Extracted records
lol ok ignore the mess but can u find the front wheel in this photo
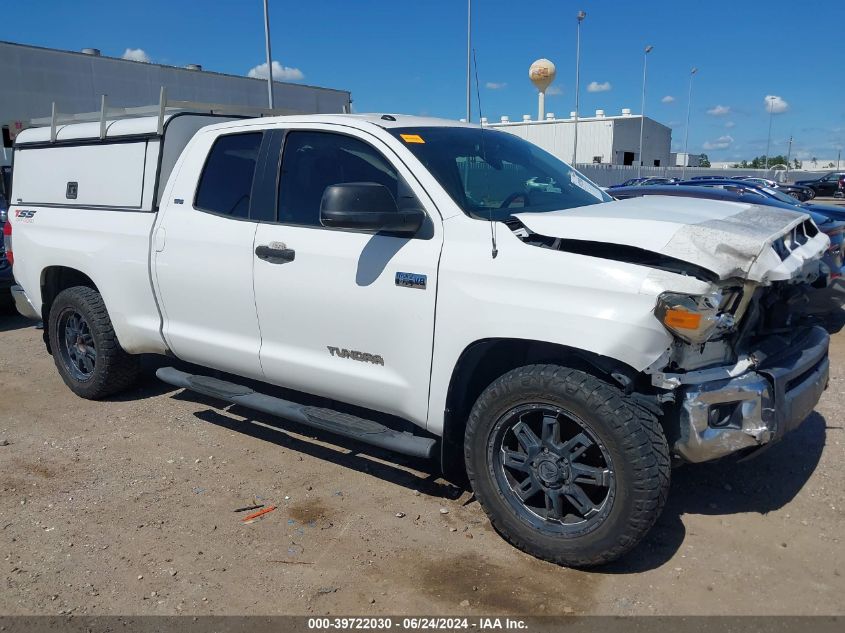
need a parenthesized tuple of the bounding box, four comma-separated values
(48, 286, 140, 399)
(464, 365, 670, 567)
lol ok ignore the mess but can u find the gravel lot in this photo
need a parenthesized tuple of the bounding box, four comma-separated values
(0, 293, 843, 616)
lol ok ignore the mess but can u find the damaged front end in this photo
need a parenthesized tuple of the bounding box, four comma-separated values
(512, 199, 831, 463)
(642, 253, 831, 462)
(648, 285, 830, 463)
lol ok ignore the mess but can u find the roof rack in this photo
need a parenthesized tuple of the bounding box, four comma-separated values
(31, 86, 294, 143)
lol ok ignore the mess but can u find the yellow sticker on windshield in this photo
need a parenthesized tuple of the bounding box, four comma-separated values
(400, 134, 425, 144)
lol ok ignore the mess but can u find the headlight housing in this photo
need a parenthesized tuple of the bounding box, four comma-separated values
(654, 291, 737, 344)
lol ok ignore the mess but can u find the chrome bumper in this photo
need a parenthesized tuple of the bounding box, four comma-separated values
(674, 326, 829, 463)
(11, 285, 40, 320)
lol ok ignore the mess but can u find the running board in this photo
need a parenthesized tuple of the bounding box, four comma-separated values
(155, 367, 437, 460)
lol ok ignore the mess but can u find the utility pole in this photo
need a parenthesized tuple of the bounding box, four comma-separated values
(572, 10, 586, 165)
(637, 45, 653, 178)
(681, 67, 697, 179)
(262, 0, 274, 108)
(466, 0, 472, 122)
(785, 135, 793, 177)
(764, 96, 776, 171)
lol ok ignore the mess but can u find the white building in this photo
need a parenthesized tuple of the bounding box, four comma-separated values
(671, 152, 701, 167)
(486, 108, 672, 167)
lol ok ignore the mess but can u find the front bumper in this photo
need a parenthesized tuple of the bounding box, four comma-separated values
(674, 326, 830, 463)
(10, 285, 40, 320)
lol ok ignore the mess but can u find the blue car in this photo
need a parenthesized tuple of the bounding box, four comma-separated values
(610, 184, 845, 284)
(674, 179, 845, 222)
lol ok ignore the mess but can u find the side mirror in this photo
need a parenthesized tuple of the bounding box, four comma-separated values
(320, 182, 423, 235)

WHAT YOU HAVE TO DO:
The line containing "lol ok ignore the mess but can u find the headlight" marks the end: copy exactly every line from the start of the records up to and including it, leaving out the pictures.

ANSWER TO THIS EXERCISE:
lol ok ignore the mess but can u find the front wheel in this photo
need a parenthesized tuple of the bounding box, four comma-separated values
(48, 286, 140, 399)
(464, 365, 670, 567)
lol ok ignore the mess but can u find the gravel lot in this photo
need a parenthesized tuple of the bounding box, four comma-separated values
(0, 293, 843, 616)
lol ok ignore the mess but can u find the damaged front end in this photo
need a parenthesized tuple of the bounding box, four comma-separated values
(512, 199, 831, 463)
(642, 253, 831, 462)
(648, 285, 830, 463)
lol ok ignore the mess but can u find the roof rack in this photo
need a parenthesized tuple of the bounding box, four comma-separated values
(31, 86, 294, 143)
lol ok ignore the mess but can u find the yellow sticker on windshield in this photo
need a parenthesized tuple of the bounding box, four comma-separated values
(400, 134, 425, 144)
lol ok ignore the mess but can u find the headlight housing in this photo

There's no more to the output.